→ **EXTRACT PROVIDED**:
——————————
UNIVERSITY PARK, Pa. — Debarati Das, assistant professor of computer science and engineering in the Penn State College of Engineering, earned a five-year, $647,681 U.S. National Science Foundation (NSF) Early Career Development (CAREER) Award for a project titled, “A Theoretical Exploration of Efficient and Accurate Clustering Algorithms.”
Q: What do you want to understand or solve through this project?
Das: In today's era of unprecedented data generation, big data analysis excels at extracting valuable insights from unimaginably vast and complex datasets, thereby empowering effective decision-making, fostering innovation and solving complex problems. Clustering is a fundamental technique in data analysis and machine learning that groups data points into clusters based on their similarities.
Despite recent progress in clustering algorithms, analyzing large-scale, noisy, complex and high-dimensional datasets remains challenging. This restricts the practical application of large datasets in critical areas of science, technology, engineering and mathematics (STEM). This project aims to overcome these challenges and advance clustering theory by establishing connections among diverse problems, creating a unified framework and designing tailored tools and techniques. This will enable us to design optimal approximation algorithms in order to expand the practical scope of clustering across diverse problem domains.
Q: How will advances in this area impact society?
Das: The proposed research will advance state-of-the-art clustering algorithms by focusing on specific problems related to rank aggregation and hierarchical clustering, which are extensively applied in diverse fields such as information science, computational biology, language learning, business, statistics and social science, to name a few.
While heuristic approaches exist for these computationally hard problems, this project will innovatively build their theoretical foundation. The empirical study associated with this research will bridge the gap between theory and practice.
Q: Will undergraduate or graduate students contribute to this research? How?
——————————
→ **APPLY WHAT YOU READ**:
1. In the piece on Debarati Das's NSF CAREER award, how long does the award run and what is its dollar amount?
2. Resume the interview on the clustering research from where it stops.

(Point localization data)
——————————
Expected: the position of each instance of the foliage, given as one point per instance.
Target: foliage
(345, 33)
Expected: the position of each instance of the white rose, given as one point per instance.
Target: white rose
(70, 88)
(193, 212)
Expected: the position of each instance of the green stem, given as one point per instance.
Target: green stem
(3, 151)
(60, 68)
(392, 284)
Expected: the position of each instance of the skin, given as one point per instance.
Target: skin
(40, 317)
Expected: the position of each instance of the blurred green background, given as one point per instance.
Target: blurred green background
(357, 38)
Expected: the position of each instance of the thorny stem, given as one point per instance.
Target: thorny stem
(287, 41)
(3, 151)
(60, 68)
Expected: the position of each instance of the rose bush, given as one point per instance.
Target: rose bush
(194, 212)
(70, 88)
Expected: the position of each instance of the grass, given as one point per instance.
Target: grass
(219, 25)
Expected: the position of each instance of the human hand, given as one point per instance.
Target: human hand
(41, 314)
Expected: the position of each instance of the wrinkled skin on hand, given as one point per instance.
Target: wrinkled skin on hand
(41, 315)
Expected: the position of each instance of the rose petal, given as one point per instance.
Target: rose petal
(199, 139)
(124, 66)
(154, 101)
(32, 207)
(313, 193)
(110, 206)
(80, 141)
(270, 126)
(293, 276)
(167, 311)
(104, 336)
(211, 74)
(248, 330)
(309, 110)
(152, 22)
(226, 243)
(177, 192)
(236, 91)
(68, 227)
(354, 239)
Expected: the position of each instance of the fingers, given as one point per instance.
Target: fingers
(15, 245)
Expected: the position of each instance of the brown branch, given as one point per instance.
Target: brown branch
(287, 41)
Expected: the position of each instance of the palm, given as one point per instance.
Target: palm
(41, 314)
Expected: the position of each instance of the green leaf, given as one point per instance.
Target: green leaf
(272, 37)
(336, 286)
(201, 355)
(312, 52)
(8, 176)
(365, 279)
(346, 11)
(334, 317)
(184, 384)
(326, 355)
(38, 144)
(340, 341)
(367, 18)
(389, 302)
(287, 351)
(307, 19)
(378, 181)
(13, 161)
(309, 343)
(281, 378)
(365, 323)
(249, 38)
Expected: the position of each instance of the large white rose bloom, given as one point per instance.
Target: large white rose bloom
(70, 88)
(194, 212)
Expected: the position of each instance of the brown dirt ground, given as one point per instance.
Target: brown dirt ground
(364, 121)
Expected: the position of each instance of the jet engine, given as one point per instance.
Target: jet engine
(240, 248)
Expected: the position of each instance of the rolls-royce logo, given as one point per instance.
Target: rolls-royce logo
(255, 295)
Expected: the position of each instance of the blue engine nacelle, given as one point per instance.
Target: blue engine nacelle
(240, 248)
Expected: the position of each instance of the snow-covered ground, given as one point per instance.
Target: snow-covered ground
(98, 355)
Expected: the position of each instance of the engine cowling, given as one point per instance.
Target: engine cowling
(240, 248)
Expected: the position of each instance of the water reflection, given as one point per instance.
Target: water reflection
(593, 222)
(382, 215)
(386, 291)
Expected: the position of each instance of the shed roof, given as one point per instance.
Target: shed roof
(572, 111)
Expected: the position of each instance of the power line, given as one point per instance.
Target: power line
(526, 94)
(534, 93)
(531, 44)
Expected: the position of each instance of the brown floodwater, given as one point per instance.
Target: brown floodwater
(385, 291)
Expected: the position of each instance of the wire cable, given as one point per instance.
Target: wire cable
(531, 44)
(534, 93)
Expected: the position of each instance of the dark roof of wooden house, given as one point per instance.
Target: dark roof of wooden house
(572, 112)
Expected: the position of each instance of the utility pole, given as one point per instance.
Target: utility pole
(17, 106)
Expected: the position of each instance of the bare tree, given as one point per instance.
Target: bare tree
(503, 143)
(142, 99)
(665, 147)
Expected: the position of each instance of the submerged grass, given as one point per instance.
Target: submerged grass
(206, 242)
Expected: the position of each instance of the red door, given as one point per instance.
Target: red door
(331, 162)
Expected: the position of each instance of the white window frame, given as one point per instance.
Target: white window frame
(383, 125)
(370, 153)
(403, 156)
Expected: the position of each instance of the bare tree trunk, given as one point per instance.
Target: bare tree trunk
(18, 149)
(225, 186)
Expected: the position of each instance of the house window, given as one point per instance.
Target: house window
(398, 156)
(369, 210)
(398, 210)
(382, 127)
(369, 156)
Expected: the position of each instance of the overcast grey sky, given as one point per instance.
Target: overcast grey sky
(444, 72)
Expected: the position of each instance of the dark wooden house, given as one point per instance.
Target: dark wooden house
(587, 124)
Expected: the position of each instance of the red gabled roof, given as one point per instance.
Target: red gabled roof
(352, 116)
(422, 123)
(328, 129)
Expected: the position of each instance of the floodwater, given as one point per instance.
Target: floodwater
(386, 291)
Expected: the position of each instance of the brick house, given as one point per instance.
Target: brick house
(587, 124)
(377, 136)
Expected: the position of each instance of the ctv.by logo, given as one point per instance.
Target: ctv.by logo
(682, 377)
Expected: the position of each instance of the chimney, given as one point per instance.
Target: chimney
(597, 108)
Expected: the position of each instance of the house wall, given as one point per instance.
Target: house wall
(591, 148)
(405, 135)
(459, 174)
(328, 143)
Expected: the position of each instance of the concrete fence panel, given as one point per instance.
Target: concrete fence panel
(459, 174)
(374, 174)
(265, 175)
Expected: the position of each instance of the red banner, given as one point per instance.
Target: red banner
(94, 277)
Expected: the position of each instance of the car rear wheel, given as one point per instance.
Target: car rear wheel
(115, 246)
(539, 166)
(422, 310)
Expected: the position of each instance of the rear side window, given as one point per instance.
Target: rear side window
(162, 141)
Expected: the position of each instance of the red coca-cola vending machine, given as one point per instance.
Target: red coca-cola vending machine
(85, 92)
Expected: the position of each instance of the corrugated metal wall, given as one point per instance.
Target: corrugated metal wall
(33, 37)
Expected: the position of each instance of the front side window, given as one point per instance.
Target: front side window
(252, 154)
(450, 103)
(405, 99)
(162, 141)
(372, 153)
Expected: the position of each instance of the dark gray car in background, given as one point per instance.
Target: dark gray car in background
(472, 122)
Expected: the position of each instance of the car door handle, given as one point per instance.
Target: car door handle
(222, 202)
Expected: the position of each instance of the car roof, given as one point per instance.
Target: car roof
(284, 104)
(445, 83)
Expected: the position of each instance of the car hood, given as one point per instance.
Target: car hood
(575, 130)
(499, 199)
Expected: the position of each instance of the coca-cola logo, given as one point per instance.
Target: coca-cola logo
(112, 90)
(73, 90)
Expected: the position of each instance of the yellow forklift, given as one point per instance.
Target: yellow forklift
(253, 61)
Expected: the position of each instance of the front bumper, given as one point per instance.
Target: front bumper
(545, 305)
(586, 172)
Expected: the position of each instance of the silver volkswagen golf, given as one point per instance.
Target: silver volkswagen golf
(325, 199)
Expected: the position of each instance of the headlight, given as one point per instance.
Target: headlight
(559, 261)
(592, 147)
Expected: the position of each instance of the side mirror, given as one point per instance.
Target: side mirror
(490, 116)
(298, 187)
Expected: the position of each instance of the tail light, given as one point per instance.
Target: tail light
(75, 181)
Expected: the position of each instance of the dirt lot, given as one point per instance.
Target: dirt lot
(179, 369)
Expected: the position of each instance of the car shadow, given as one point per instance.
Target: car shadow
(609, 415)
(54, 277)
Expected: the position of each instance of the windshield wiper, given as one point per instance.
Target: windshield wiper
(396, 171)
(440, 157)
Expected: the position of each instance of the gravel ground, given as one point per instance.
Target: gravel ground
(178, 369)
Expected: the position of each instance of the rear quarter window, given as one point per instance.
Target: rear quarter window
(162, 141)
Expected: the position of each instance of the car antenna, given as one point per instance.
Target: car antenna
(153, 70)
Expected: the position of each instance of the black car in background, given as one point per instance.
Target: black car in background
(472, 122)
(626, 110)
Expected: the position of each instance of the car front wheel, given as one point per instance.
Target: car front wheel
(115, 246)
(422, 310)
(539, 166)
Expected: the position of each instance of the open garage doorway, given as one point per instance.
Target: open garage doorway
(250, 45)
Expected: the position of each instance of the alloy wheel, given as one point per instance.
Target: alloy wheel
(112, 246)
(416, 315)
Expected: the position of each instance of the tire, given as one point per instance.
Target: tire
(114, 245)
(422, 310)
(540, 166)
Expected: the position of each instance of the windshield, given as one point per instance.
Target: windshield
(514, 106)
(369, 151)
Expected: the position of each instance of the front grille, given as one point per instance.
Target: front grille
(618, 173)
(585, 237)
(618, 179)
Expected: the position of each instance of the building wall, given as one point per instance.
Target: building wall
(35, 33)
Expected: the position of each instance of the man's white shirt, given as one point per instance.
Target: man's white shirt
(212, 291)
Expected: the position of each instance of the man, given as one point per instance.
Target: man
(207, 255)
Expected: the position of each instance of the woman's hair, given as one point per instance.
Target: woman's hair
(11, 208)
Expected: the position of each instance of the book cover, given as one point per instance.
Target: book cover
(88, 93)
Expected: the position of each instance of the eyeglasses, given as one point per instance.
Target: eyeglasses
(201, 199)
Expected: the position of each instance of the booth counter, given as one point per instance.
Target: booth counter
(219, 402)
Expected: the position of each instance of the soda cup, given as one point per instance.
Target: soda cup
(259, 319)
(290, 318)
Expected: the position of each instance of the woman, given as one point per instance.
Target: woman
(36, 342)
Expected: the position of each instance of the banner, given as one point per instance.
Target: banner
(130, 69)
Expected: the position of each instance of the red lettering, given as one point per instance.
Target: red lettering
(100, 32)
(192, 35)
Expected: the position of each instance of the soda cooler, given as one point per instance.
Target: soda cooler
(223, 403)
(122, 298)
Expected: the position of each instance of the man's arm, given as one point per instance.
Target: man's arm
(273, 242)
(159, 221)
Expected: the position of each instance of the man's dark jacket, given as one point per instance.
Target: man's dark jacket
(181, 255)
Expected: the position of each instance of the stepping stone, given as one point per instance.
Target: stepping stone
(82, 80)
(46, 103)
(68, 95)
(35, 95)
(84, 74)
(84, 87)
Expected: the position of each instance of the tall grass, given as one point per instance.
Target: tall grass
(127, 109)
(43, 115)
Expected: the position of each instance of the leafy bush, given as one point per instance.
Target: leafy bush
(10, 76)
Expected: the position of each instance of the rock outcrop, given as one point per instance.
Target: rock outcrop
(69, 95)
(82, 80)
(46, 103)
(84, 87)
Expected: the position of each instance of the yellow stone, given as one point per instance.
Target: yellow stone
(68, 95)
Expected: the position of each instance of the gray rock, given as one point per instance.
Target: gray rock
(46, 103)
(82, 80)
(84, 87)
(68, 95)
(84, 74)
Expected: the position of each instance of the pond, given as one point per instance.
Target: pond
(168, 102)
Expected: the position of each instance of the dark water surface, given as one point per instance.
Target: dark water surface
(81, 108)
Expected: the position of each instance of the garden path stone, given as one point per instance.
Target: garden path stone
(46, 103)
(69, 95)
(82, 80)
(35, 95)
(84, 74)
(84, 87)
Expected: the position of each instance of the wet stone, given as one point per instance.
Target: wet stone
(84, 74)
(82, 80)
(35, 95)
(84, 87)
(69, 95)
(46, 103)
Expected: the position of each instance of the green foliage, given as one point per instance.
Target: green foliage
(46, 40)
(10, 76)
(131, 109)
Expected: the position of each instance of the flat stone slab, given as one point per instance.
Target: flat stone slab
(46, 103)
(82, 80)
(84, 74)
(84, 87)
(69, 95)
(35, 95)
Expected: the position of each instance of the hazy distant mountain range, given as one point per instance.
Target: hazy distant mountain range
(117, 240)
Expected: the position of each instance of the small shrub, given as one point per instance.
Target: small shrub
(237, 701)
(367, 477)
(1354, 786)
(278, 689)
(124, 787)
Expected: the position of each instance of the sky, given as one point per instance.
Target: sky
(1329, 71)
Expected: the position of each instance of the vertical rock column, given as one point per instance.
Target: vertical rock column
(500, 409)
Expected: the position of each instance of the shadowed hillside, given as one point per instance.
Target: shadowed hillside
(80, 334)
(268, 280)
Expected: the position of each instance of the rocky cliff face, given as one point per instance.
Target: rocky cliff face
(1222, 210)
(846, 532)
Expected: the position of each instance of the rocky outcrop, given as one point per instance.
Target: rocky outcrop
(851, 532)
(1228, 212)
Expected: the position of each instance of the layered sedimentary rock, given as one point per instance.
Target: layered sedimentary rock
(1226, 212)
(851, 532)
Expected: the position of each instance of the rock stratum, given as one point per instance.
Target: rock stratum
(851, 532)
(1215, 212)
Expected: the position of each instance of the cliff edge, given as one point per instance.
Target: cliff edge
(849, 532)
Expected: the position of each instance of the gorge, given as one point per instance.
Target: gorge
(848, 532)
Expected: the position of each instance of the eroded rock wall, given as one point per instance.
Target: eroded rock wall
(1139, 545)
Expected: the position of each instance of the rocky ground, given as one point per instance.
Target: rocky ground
——————————
→ **YOUR WRITTEN ANSWERS**:
1. Five years, $647,681.

2.
Das: The proposed research will entail close collaboration with both graduate and undergraduate students. Although advanced clustering algorithm courses primarily focus on applications and offer limited exposure to theoretical aspects, this project will introduce new courses on clustering aimed at bridging this gap. Such courses will provide an extensive understanding of both theoretical and practical aspects of clustering algorithms while offering hands-on experience regarding data science and clustering.
Q: The NSF CAREER award not only funds a research project, but it also recognizes the potential of the recipient as a researcher, educator and leader in their field. How do you hope to fulfill that potential?
Das: The NSF CAREER award will kickstart my long-term research plan to advance the theory of clustering problems, deepen our understanding of algorithm design and theoretical computer science, and become a renowned researcher in the field. I will integrate my research into educational activities that will inspire and engage students.
I am committed to continuing my association with TCS for All: Theoretical Computer Science without Barriers and inspiring and supporting women and students from underrepresented communities in STEM. My goal is to work toward bridging the gender gap and fostering diversity, equity and inclusion in academia.